» **WRITTEN INSTRUCTION**
Duplicate the following passage about Whalen and the Lynx's midseason slump word for word, from its first sentence to its last.

» **PASSAGE SHOWN**
In the Lynx's series-clinching victory over Phoenix last week, a game the Lynx won despite Whalen's 1-for-12 shooting performance, she came to the bench during a timeout, looked at coach Cheryl Reeve and noted with humor, "I'd be pretty good if I could make a shot.''

But just a few weeks ago, Whalen wasn't joking.

The Lynx had just lost to the Dream in Atlanta in what everyone agrees was the low point of the season. It was the team's fourth loss in five games.

"It was the valley, if you will," Reeve said. "There was adversity. We were getting some islands on the floor rather than getting together and getting stronger.''

Whalen didn't think she was playing well, and it bothered her. In particular, an overtime loss in Chicago nine days before when, with a foul to give, Whalen failed to foul Courtney Vandersloot in the closing seconds, leading to Elena Delle Donne's overtime-forcing three-pointer.

Reever remembers telling Whalen to let that game go, knowing she probably wouldn't.

And then, in Atlanta, after another loss, Reeve and her three captains met. And Whalen talked. It was the most distraught Reeve had ever seen her point guard.

"She was struggling, really struggling,'' Reeve said, "and she couldn't let it go. She just kept spiraling downward. This was very personal for her. She opened up and said, 'I'm sorry. I let you guys down.' ''

Now, Whalen wasn't the only problem. The whole team was struggling. But Whalen is the team's point guard. It's her job to know what the team needs. And so what was the impact of a star and leader pointing the finger at herself?

"When you hear that, you look at yourself and wonder, 'What didn't I do?' " Augustus said. "'How can I make things better?' Lindsay apologized. She said, 'From this point on I'm letting it go. And we are going to push forward.' "

» **DATASET CONTENT**
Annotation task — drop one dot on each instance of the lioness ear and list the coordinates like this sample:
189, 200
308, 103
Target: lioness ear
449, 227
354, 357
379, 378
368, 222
* * *
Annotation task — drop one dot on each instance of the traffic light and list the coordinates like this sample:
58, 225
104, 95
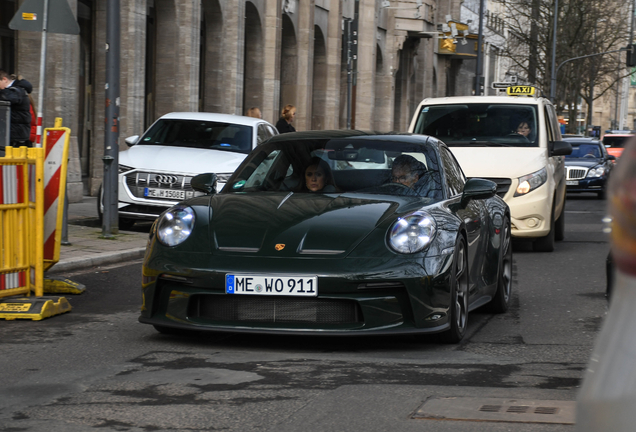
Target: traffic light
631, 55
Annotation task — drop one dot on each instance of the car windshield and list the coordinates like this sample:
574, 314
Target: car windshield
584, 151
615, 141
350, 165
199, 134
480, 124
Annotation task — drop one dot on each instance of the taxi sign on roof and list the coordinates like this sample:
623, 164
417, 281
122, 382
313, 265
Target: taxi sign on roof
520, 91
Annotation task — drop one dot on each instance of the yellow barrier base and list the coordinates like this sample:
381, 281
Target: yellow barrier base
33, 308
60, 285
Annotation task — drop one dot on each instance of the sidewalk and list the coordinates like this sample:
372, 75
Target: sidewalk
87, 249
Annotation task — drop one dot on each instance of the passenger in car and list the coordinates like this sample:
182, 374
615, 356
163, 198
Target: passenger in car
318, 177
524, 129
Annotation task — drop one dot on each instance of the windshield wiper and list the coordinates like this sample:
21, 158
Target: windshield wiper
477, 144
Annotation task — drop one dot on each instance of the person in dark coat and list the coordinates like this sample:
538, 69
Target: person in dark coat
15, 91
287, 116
* * *
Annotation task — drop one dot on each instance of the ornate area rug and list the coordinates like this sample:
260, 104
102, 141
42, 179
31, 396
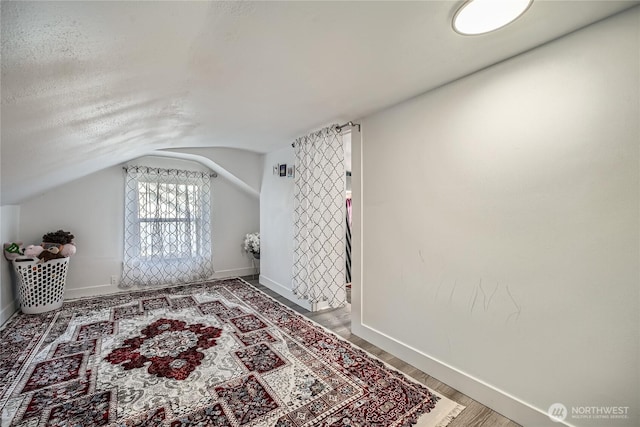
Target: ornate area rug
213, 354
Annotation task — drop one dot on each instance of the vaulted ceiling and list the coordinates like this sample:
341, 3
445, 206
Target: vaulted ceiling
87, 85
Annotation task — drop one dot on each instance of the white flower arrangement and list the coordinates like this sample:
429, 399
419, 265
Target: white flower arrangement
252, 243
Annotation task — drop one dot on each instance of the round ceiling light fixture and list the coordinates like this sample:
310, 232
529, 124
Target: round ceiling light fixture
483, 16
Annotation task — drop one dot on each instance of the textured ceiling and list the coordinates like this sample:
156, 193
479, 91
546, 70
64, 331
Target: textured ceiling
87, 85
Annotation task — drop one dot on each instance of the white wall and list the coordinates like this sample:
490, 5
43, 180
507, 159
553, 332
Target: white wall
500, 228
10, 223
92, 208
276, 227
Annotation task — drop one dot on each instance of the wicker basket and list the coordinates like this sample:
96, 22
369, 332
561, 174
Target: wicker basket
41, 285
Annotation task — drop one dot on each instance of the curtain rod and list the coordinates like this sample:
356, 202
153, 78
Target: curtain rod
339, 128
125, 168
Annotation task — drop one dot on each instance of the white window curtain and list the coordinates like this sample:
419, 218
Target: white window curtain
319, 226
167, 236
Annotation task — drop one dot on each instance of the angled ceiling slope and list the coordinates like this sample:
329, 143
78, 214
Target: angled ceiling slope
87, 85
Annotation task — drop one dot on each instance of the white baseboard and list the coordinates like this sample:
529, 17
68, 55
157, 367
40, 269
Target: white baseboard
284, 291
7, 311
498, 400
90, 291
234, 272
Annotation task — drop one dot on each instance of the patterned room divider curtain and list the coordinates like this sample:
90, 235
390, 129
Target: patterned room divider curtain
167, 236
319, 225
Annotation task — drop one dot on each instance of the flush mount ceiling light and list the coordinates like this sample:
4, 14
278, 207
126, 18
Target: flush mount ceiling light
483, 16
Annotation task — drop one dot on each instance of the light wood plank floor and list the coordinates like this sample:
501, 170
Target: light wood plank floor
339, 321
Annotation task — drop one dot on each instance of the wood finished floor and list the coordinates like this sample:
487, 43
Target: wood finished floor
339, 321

» **WRITTEN RESPONSE**
In the Lynx's series-clinching victory over Phoenix last week, a game the Lynx won despite Whalen's 1-for-12 shooting performance, she came to the bench during a timeout, looked at coach Cheryl Reeve and noted with humor, "I'd be pretty good if I could make a shot.''

But just a few weeks ago, Whalen wasn't joking.

The Lynx had just lost to the Dream in Atlanta in what everyone agrees was the low point of the season. It was the team's fourth loss in five games.

"It was the valley, if you will," Reeve said. "There was adversity. We were getting some islands on the floor rather than getting together and getting stronger.''

Whalen didn't think she was playing well, and it bothered her. In particular, an overtime loss in Chicago nine days before when, with a foul to give, Whalen failed to foul Courtney Vandersloot in the closing seconds, leading to Elena Delle Donne's overtime-forcing three-pointer.

Reever remembers telling Whalen to let that game go, knowing she probably wouldn't.

And then, in Atlanta, after another loss, Reeve and her three captains met. And Whalen talked. It was the most distraught Reeve had ever seen her point guard.

"She was struggling, really struggling,'' Reeve said, "and she couldn't let it go. She just kept spiraling downward. This was very personal for her. She opened up and said, 'I'm sorry. I let you guys down.' ''

Now, Whalen wasn't the only problem. The whole team was struggling. But Whalen is the team's point guard. It's her job to know what the team needs. And so what was the impact of a star and leader pointing the finger at herself?

"When you hear that, you look at yourself and wonder, 'What didn't I do?' " Augustus said. "'How can I make things better?' Lindsay apologized. She said, 'From this point on I'm letting it go. And we are going to push forward.' "